▶

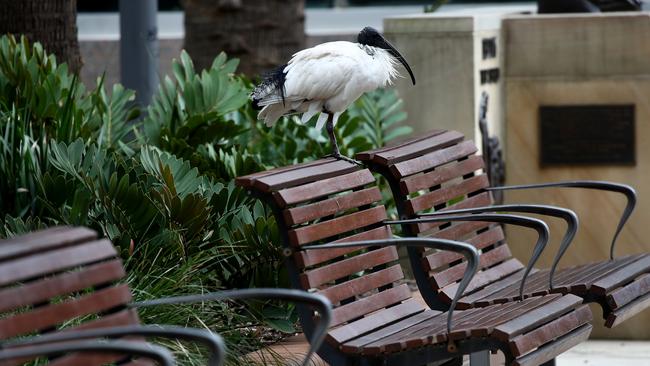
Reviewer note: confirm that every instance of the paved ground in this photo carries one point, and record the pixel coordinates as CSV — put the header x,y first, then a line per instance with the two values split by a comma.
x,y
591,353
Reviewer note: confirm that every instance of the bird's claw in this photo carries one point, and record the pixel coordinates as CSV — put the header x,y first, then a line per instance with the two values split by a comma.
x,y
345,158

◀

* WHAT NEEDS TO BE DONE *
Pictures are excluded; output everything else in the data verbatim.

* THE RESULT *
Reviewer note: confirm that every instance of the paved ground in this photo carries one point, and record the pixel coordinates as CSV — put the header x,y first, then a line per instance with the two values split by a comma.
x,y
591,353
Reviewer note: confirm that every instance of the bird's claw in this photo carries one point, and record the pixel coordinates as CSV — put the header x,y first, then a line per instance with the two values split by a comma.
x,y
345,158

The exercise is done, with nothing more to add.